:: EXERCISE AIM ::
Locate every line in the records below that contains the word "slice", and copy each one.

#### WORKING DATA

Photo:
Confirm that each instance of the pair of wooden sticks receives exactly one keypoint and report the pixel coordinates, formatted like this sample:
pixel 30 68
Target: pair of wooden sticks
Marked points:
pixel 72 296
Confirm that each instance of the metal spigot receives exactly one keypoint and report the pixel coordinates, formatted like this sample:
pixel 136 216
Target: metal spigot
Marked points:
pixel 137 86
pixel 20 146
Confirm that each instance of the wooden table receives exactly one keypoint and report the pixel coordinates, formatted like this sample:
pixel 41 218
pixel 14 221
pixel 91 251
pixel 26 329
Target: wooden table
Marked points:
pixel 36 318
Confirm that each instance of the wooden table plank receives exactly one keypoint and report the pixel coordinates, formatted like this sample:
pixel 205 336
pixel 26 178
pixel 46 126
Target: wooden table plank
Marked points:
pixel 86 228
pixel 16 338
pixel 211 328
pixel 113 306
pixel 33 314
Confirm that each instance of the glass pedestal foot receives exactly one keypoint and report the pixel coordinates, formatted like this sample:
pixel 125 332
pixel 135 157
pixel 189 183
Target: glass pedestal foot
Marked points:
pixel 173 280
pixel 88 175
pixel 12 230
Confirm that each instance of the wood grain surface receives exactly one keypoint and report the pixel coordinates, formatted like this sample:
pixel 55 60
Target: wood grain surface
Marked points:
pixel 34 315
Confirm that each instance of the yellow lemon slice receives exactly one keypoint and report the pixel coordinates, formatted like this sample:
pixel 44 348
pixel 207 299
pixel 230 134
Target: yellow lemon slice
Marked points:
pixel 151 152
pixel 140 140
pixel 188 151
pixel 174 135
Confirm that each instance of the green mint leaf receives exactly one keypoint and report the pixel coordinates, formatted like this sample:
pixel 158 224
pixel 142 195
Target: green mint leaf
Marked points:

########

:: ANSWER SPACE ::
Confirm that each instance of the yellow lemon slice receives exactly one keypoint and report the pixel coordinates, formatted like this sample:
Target: yellow lemon slice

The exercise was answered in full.